# WHAT TO PRODUCE
Please output the entries below as a numbered list with blank lines omitted, covering only the stretch from the line that contains "the stone block" through the final line of the entries, both ends included.

* Start EXERCISE INPUT *

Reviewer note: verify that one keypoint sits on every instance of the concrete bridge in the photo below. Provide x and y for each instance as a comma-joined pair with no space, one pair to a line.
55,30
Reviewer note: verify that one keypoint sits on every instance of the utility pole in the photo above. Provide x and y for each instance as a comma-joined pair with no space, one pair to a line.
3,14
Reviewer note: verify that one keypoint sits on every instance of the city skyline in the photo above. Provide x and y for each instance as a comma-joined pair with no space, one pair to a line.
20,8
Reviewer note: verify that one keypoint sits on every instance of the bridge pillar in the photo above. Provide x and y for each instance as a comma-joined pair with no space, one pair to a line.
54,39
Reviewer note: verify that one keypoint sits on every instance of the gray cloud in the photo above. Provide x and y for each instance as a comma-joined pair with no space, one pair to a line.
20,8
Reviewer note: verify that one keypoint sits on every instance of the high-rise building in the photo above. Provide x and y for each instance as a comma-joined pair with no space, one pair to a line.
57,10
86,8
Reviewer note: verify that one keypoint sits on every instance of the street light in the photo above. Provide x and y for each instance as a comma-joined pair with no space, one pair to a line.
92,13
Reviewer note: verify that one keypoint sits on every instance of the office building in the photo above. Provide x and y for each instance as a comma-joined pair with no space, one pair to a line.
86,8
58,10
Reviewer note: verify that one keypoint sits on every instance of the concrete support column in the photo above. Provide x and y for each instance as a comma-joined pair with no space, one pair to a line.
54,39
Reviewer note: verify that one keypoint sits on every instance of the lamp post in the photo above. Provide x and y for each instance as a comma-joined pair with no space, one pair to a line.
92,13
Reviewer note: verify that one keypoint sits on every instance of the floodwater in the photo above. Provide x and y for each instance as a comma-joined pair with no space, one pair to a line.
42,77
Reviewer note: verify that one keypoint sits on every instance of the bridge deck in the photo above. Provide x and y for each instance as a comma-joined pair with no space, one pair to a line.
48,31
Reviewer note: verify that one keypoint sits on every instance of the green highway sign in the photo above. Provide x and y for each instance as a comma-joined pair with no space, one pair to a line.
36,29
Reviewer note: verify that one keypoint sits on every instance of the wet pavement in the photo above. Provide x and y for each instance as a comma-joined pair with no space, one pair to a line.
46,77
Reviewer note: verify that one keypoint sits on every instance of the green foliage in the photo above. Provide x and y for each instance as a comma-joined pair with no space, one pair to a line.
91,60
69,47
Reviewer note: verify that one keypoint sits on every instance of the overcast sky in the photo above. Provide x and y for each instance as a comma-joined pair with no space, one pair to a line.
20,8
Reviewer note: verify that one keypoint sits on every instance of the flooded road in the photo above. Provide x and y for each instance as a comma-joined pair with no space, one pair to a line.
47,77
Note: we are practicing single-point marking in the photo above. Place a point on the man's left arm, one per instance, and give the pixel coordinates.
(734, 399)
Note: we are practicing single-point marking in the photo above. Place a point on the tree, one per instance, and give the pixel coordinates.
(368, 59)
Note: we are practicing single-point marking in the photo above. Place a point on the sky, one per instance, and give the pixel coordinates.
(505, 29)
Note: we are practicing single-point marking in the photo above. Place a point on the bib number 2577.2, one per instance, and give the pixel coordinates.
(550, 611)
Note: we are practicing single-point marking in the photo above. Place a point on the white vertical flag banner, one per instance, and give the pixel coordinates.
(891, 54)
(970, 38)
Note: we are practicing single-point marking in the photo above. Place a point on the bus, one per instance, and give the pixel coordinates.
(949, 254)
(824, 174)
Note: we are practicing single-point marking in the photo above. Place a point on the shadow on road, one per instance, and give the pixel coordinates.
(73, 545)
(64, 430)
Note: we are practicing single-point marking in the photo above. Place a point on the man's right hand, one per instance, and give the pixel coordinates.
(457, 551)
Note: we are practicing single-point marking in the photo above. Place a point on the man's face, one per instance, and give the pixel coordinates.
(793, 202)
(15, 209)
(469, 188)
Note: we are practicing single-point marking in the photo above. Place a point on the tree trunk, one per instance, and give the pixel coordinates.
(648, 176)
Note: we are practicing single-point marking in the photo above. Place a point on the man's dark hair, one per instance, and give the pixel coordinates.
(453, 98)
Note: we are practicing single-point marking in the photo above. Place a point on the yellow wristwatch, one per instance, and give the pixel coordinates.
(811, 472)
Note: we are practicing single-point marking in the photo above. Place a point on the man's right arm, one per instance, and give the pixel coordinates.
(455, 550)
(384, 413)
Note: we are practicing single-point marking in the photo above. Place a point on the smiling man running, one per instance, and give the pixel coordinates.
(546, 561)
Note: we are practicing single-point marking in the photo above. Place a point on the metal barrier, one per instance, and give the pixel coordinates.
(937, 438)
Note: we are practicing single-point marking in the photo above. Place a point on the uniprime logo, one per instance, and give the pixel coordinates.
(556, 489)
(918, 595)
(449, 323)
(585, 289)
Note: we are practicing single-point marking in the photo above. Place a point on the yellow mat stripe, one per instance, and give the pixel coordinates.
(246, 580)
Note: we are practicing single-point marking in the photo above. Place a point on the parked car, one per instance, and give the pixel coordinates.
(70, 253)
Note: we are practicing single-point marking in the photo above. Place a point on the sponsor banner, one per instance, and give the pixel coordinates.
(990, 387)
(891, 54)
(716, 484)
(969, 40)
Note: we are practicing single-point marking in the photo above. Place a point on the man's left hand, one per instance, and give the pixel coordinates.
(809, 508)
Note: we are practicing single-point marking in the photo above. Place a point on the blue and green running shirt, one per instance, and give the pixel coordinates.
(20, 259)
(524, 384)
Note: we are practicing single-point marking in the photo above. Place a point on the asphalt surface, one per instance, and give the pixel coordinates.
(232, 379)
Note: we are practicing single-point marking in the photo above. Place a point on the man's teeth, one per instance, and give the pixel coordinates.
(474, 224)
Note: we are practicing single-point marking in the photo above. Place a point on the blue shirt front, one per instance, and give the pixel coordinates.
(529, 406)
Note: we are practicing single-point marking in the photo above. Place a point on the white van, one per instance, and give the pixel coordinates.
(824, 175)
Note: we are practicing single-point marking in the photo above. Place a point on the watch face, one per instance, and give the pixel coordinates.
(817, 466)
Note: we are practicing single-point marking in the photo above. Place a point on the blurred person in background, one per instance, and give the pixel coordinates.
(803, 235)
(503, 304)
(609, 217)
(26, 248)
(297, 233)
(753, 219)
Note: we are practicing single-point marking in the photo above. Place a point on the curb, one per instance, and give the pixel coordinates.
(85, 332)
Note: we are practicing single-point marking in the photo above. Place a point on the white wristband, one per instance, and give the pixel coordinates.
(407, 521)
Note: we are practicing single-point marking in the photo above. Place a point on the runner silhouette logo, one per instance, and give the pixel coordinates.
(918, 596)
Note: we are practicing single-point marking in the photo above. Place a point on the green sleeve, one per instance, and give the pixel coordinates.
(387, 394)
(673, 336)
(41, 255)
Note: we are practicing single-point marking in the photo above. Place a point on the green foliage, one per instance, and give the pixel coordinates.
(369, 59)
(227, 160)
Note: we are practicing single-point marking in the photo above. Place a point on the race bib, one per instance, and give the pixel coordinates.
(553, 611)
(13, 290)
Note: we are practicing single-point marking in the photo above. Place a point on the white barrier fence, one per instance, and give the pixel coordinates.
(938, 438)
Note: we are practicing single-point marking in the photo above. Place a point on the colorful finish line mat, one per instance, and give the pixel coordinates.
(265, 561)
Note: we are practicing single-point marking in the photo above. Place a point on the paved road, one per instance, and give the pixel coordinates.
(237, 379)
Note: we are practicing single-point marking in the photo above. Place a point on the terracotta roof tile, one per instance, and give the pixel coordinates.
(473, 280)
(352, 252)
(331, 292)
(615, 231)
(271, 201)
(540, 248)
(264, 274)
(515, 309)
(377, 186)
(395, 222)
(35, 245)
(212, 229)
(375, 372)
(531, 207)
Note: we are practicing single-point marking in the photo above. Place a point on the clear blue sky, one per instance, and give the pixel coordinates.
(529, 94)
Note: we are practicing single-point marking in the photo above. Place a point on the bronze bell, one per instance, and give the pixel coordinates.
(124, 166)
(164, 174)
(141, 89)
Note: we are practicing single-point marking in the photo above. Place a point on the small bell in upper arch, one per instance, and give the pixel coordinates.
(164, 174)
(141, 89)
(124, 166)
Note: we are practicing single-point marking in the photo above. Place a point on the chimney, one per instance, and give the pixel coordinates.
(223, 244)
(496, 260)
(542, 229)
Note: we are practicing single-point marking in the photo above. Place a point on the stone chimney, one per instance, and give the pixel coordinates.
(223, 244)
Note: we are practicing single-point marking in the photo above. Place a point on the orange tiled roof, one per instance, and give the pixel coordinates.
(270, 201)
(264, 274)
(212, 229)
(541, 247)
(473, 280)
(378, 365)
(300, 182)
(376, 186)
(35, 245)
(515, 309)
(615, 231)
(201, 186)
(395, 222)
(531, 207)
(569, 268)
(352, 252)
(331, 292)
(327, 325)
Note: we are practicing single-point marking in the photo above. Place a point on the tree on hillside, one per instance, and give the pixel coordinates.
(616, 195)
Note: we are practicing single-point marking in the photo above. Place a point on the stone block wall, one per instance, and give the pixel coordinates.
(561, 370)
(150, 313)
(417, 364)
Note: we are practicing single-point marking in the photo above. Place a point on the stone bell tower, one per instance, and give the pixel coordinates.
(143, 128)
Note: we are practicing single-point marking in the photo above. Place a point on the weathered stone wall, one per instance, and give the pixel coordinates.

* End EXERCISE INPUT *

# REPLY TO THE TASK
1. Note: we are practicing single-point marking in the photo above. Place a point on the stone block wall, one per instance, and give the pixel coordinates.
2. (561, 370)
3. (150, 313)
4. (417, 364)
5. Note: we are practicing single-point marking in the photo above. Place a point on the stone bell tower, one per instance, and give the pixel coordinates.
6. (143, 128)
7. Note: we are practicing single-point marking in the photo above. Place a point on the weathered stone wall, one per instance, and give the pixel coordinates.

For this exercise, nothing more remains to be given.